▶ [Dataset entries]

··········

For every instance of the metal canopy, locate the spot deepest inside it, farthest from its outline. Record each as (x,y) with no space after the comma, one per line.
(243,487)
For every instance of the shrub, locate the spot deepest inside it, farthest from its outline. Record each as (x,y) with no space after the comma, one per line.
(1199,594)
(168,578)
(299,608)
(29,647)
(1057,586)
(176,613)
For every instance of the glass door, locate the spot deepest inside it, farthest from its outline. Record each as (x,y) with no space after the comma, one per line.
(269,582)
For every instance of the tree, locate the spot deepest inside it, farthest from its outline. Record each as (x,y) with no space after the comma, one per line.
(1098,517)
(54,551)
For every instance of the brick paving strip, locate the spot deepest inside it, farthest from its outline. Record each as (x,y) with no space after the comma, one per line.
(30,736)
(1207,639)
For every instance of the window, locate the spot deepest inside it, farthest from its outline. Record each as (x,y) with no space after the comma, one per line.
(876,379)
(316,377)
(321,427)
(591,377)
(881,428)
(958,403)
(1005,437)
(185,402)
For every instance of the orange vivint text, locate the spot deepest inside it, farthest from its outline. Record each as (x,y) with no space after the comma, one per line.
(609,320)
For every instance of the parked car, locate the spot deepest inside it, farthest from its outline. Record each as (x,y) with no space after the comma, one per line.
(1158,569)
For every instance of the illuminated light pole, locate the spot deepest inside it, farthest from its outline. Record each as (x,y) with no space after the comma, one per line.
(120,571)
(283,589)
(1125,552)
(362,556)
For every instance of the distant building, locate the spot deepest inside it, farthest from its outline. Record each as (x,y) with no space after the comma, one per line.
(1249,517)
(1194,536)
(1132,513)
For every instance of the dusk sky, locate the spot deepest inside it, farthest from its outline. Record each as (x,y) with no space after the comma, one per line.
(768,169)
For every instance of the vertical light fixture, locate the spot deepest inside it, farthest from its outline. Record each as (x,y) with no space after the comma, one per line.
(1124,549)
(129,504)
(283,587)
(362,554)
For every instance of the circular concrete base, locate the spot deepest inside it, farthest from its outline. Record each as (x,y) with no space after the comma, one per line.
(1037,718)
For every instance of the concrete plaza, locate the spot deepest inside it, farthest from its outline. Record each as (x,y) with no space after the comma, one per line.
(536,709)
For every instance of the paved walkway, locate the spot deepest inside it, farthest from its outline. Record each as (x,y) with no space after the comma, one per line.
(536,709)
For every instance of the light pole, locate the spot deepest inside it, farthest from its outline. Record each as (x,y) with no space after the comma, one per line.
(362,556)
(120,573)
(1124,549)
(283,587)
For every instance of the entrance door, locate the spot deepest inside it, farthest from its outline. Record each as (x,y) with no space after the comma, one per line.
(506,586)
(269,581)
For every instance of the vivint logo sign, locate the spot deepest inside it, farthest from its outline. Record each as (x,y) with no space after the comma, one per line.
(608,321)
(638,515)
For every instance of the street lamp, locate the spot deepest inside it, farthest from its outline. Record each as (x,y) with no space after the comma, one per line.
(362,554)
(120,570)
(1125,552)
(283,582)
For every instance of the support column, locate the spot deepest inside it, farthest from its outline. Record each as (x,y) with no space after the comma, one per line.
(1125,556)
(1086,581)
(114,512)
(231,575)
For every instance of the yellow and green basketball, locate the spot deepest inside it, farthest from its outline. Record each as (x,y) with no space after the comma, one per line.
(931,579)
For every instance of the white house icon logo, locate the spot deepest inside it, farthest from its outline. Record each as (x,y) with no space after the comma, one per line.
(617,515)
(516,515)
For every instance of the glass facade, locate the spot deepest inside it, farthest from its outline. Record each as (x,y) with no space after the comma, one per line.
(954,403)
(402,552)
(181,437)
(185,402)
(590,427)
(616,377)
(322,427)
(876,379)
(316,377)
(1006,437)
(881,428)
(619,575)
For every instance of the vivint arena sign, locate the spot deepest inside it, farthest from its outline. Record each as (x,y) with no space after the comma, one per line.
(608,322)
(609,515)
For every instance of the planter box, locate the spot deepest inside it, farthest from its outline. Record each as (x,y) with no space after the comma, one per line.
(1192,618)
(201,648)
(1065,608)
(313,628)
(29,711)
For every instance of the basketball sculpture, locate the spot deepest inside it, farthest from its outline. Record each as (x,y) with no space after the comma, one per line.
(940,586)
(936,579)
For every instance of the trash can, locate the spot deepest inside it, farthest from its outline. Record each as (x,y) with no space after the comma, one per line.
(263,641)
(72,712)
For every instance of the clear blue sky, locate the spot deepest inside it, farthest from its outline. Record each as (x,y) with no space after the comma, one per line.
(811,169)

··········

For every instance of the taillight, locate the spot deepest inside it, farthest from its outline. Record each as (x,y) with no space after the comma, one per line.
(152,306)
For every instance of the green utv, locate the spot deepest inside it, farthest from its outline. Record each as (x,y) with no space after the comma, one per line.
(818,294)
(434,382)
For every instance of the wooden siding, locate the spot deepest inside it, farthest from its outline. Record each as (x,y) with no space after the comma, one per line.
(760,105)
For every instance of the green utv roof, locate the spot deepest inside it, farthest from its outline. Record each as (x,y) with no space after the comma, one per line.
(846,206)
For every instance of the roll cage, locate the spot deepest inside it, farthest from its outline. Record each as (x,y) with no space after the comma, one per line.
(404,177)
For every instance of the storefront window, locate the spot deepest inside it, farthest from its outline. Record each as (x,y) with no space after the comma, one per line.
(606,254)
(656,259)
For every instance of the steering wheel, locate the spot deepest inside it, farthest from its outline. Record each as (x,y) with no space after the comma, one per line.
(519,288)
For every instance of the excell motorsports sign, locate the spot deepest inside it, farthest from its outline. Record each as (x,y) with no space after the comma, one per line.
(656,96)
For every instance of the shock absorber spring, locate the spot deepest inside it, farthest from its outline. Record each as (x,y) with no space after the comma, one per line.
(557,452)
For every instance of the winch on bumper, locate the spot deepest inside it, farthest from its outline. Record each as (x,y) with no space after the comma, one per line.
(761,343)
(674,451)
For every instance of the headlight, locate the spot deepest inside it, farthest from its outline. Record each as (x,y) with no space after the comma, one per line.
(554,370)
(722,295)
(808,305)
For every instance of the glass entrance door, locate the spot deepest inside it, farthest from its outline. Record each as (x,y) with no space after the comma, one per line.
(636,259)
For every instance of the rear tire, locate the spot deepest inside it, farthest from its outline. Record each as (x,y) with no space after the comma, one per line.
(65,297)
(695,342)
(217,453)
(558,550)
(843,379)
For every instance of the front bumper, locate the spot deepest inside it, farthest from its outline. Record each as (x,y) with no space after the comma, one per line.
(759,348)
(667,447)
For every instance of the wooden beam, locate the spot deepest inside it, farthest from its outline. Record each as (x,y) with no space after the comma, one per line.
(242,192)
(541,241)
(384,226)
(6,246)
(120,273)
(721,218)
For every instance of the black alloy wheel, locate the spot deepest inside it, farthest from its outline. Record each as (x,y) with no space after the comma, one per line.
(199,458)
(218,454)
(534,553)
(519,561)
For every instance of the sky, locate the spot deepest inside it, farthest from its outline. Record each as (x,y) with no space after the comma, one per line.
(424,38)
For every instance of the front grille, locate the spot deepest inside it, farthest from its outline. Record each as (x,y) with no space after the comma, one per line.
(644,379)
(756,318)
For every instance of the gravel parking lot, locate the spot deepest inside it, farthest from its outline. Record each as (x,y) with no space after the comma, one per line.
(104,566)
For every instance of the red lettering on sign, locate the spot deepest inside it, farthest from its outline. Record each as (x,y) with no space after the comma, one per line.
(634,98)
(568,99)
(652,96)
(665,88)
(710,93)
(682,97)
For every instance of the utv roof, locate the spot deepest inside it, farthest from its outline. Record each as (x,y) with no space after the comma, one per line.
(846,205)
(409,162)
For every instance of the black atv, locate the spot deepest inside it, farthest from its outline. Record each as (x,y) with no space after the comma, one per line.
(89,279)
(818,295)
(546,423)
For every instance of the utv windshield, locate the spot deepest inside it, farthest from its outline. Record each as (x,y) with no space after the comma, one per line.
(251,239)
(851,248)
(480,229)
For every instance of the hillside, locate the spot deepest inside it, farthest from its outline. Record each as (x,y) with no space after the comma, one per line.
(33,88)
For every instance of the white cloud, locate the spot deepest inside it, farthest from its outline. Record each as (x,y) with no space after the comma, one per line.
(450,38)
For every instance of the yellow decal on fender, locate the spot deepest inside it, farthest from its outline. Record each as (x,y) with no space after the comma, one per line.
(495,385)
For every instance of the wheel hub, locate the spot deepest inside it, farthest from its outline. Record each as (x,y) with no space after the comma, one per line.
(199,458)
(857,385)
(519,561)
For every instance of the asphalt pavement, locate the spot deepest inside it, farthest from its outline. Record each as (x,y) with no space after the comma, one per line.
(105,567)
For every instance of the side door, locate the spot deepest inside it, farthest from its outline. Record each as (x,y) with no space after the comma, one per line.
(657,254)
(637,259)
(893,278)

··········

Filter the material above down to the lines that contain the string "logo". Case matters, so keep only lines where it appears in exactly those letters and that capitalization.

▶ [RESULT FOR THIS TASK]
For every instance of the vivint logo sign, locate the spot deepest inside it, farthest from its outline. Record each as (x,y) with no space after the comma, one per line.
For every instance of the white house icon logo, locate the spot deepest inside it, farthest from its outline. Record each as (x,y) with no space after the comma, one per line.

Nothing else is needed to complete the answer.